Extrait cité ::

Alexandre des Isnards a récemment écrit le livre "La visio m’a tuer" chez Allary Editions. L’écrivain explique pour La Dépêche du Midi sa vision du télétravail, de la visio et de ce nouveau monde qui a bouleversé les habitudes des entreprises.
Comment vous est venue l’idée d’écrire ce livre ?
Elle ne vient pas de moi. C’est un internaute sur LinkedIn qui m’a interpellé et qui m’a dit : "Alexandre, à quand 'le télétravail m’a tuer'". Et je me suis dit, il est bien gentil mais mes livres ne sont pas des concepts marketing (Alexandre des Isnards avait écrit "Facebook m’a tuer" et "L’open space m’a tuer", NDLR). Il faut vraiment qu’il y ait un changement pour mener une enquête et interroger les gens. J’ai réfléchi, je me suis dit 'en fait, il a raison'.
L’avez-vous vécu personnellement ?
Au début c’est plutôt en interrogeant mon entourage. Mais je l’ai vécu en tant que professeur. Quand j’ai commencé à donner des cours, après le Covid, l’école a maintenu une proportion de distanciel. Mes quatre premiers cours avec ma classe, c’était en distanciel avec des initiales. On voit juste des petites pastilles et on a l’impression de prêcher dans le désert. J’ai dit, 'je ne refais plus ça'.
Ce livre est-il une critique du télétravail ?
Ce livre ne vise pas à prendre parti pour ou contre le télétravail. D’ailleurs, je n’ai pas appelé ça le télétravail. Il est plébiscité par les salariés parce que c’est comme un moyen assez extraordinaire pour organiser sa vie. Je souhaitais plutôt mettre en avant la visio, le fait de travailler par écran interposé. Désormais c’est un mode de travail qui est installé.

Travail demandé :: Recopiez intégralement l'entretien avec Alexandre des Isnards, sans y changer quoi que ce soit.

Enregistrements contenus dans un jeu de données:
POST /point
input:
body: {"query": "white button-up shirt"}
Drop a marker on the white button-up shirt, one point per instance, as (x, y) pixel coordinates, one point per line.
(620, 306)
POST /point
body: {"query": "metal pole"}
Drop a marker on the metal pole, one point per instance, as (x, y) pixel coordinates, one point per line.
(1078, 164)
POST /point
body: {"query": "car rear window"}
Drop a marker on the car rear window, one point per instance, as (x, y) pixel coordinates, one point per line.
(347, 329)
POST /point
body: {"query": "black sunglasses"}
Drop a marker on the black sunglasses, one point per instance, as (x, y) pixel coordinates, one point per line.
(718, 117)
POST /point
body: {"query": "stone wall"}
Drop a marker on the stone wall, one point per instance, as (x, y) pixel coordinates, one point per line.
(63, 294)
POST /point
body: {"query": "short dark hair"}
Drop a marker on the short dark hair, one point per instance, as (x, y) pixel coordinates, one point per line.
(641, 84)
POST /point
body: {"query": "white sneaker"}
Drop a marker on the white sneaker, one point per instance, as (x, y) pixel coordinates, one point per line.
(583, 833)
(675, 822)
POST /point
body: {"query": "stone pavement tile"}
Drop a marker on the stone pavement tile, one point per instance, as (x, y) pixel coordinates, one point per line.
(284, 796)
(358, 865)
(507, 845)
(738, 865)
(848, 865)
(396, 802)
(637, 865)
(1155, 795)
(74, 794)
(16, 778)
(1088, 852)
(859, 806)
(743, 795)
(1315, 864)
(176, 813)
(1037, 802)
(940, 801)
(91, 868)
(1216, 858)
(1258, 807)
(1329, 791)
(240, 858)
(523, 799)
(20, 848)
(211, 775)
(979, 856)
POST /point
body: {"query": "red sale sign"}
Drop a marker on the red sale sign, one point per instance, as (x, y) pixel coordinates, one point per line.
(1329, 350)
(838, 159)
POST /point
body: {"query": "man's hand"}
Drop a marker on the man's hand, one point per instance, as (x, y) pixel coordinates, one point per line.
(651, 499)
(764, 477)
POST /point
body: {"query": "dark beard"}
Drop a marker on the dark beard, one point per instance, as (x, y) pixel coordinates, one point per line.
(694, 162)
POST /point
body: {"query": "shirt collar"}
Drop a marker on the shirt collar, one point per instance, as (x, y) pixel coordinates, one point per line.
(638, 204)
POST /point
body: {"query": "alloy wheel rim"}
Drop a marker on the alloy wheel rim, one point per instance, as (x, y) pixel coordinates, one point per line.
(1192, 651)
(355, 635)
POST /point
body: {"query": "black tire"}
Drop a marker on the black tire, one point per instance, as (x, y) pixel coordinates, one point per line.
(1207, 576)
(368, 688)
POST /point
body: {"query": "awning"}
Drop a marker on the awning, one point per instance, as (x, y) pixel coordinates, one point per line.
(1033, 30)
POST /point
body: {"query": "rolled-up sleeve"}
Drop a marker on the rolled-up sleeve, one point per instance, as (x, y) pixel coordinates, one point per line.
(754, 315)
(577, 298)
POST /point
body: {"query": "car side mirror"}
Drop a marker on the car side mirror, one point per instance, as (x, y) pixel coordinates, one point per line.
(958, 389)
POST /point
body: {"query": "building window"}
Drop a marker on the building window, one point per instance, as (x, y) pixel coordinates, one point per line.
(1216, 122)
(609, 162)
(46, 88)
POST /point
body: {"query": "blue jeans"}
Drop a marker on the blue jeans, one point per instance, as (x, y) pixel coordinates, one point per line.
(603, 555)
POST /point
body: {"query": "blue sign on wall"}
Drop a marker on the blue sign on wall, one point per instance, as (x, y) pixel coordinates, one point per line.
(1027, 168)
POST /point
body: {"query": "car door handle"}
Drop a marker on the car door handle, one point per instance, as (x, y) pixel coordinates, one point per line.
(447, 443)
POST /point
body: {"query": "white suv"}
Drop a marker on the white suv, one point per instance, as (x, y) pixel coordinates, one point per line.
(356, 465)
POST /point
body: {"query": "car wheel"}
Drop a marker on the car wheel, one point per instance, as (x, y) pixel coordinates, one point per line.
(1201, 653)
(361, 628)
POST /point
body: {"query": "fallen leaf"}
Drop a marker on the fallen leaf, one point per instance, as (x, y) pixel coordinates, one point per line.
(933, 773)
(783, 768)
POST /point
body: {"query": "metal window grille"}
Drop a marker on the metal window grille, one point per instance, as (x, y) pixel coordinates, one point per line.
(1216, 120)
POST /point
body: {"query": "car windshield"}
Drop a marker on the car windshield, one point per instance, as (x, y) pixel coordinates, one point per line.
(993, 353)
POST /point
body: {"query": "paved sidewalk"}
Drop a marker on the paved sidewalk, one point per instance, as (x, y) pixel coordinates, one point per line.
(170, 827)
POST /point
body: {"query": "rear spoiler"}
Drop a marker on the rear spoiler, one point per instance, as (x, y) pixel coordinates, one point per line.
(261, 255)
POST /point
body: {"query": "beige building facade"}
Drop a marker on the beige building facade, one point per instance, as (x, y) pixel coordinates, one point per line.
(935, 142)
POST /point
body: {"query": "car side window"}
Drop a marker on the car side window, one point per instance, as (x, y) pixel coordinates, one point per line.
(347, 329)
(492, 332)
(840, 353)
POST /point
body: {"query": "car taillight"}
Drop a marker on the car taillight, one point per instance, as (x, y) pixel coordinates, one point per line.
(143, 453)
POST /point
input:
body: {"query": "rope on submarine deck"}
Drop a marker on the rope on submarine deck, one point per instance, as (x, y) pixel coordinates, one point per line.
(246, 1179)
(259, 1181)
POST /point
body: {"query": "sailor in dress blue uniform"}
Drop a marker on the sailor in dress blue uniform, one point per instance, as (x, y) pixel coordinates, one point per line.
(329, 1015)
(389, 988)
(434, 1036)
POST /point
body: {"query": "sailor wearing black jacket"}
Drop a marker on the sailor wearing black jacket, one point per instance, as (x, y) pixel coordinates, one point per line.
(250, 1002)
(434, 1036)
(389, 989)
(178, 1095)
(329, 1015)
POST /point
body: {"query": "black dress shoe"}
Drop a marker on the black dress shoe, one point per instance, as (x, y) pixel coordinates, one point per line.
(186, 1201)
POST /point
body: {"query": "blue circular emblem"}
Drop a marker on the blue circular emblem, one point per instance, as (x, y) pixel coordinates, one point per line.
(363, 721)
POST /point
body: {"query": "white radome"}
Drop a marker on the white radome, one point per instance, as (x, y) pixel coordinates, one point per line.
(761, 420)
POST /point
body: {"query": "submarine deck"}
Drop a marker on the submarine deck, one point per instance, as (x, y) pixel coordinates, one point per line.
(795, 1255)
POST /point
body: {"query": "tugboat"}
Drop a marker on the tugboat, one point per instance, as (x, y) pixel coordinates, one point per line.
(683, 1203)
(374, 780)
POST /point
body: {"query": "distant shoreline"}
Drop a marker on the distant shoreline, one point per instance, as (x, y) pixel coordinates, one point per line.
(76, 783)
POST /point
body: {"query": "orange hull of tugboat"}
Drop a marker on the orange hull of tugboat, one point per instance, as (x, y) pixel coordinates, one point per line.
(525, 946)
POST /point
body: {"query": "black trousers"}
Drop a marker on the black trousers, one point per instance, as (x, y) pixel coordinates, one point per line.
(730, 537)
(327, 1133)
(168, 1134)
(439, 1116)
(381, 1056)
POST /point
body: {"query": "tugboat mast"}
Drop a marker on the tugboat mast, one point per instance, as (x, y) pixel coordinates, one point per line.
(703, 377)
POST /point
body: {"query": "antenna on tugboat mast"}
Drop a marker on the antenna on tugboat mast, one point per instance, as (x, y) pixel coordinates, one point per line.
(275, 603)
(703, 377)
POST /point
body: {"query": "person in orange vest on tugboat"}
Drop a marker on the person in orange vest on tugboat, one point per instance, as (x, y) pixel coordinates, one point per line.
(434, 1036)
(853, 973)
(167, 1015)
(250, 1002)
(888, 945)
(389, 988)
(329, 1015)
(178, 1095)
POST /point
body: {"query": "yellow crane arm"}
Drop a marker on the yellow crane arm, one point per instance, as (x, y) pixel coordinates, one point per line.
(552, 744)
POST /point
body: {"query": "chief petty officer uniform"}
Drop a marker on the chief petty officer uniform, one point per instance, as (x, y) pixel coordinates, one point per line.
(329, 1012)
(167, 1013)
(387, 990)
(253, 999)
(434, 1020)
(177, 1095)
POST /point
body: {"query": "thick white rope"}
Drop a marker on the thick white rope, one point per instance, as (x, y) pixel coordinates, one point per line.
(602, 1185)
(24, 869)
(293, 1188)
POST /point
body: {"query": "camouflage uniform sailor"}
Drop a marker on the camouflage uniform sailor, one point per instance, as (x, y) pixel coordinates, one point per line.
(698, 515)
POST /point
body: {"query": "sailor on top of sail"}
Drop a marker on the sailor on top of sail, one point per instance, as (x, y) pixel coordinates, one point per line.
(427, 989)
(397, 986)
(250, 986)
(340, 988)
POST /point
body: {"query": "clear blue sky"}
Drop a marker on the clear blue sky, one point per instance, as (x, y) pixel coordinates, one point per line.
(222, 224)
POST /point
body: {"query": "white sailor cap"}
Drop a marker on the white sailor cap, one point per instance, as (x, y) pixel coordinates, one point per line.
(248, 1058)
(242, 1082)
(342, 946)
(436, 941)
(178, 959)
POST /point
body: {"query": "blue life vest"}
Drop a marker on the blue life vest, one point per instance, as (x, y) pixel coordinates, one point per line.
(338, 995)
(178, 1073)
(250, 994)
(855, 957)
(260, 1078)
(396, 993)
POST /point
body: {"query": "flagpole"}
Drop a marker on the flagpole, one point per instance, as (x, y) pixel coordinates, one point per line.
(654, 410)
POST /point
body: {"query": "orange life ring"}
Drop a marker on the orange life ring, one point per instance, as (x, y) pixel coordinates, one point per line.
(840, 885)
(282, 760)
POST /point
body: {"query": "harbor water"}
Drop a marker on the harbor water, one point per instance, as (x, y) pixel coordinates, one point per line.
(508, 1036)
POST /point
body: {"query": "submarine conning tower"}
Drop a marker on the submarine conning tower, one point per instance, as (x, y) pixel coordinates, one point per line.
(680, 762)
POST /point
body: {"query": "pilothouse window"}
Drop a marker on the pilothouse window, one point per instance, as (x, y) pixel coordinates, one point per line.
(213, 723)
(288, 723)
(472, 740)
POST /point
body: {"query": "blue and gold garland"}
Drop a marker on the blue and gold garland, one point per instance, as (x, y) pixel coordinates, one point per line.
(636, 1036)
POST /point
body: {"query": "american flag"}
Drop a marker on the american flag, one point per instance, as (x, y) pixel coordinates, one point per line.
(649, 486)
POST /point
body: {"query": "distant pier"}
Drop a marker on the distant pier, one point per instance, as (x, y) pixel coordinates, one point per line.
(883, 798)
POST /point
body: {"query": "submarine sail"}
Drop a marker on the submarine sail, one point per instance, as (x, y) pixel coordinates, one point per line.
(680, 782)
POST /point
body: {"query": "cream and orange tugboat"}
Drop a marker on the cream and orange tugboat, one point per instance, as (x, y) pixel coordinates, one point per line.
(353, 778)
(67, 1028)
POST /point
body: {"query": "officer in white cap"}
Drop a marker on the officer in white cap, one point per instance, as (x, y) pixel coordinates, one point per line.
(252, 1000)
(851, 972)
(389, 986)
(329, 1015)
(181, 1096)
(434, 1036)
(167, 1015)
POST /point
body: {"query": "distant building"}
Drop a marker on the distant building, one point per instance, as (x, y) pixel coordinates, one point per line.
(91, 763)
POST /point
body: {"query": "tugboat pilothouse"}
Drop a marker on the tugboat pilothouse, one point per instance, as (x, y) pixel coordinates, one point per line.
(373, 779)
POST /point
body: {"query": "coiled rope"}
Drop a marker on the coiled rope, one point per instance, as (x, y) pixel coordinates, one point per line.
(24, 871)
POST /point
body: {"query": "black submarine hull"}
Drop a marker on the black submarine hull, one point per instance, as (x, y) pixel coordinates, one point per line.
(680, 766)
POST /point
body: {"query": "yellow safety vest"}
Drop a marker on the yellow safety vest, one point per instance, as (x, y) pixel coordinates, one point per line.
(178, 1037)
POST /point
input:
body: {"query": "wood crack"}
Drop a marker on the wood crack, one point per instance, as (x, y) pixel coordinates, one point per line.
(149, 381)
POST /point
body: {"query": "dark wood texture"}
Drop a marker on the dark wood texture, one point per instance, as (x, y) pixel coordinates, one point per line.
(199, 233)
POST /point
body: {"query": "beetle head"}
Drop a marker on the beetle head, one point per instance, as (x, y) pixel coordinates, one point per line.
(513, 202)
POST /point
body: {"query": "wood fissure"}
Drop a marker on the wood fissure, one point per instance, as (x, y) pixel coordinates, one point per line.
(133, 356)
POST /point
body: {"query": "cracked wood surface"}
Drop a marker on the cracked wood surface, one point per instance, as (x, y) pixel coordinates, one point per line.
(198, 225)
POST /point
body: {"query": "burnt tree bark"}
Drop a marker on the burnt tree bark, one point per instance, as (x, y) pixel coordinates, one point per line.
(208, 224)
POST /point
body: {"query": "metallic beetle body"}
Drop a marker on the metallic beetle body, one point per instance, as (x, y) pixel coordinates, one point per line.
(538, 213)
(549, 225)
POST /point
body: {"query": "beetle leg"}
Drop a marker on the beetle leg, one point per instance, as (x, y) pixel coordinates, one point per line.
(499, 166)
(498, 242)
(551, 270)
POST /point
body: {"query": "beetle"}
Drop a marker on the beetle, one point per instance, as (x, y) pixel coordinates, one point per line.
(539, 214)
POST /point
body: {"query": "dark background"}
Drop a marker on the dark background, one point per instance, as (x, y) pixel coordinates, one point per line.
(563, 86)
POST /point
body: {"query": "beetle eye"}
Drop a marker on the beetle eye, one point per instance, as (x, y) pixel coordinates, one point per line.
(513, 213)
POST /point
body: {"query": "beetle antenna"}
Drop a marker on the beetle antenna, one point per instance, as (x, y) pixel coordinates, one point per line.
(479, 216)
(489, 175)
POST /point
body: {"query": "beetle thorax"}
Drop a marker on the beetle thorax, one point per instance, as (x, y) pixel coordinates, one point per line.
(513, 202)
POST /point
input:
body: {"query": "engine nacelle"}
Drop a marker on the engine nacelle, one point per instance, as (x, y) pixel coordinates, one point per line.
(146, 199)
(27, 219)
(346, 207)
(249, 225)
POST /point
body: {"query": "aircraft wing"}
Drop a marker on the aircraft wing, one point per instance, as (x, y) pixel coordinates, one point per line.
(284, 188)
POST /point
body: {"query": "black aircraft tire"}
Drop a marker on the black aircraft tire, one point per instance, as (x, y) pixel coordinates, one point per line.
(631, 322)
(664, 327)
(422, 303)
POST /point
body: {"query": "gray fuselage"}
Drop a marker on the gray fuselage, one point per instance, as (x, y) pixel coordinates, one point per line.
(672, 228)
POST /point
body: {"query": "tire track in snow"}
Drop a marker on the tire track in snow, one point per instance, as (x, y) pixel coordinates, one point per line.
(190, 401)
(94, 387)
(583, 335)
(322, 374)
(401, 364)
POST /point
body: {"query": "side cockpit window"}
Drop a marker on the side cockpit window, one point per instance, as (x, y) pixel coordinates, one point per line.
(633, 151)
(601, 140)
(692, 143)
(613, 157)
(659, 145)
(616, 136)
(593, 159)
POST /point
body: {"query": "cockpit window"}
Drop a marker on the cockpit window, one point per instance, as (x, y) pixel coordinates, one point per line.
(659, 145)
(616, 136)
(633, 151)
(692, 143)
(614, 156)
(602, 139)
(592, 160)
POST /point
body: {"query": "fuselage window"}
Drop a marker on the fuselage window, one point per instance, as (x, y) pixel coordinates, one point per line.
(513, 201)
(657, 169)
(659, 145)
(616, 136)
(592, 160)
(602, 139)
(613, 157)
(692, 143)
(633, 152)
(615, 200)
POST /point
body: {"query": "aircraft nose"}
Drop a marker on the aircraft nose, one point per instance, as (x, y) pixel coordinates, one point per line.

Réponse attendue ::
Alexandre des Isnards a récemment écrit le livre "La visio m’a tuer" chez Allary Editions. L’écrivain explique pour La Dépêche du Midi sa vision du télétravail, de la visio et de ce nouveau monde qui a bouleversé les habitudes des entreprises.
Comment vous est venue l’idée d’écrire ce livre ?
Elle ne vient pas de moi. C’est un internaute sur LinkedIn qui m’a interpellé et qui m’a dit : "Alexandre, à quand 'le télétravail m’a tuer'". Et je me suis dit, il est bien gentil mais mes livres ne sont pas des concepts marketing (Alexandre des Isnards avait écrit "Facebook m’a tuer" et "L’open space m’a tuer", NDLR). Il faut vraiment qu’il y ait un changement pour mener une enquête et interroger les gens. J’ai réfléchi, je me suis dit 'en fait, il a raison'.
L’avez-vous vécu personnellement ?
Au début c’est plutôt en interrogeant mon entourage. Mais je l’ai vécu en tant que professeur. Quand j’ai commencé à donner des cours, après le Covid, l’école a maintenu une proportion de distanciel. Mes quatre premiers cours avec ma classe, c’était en distanciel avec des initiales. On voit juste des petites pastilles et on a l’impression de prêcher dans le désert. J’ai dit, 'je ne refais plus ça'.
Ce livre est-il une critique du télétravail ?
Ce livre ne vise pas à prendre parti pour ou contre le télétravail. D’ailleurs, je n’ai pas appelé ça le télétravail. Il est plébiscité par les salariés parce que c’est comme un moyen assez extraordinaire pour organiser sa vie. Je souhaitais plutôt mettre en avant la visio, le fait de travailler par écran interposé. Désormais c’est un mode de travail qui est installé.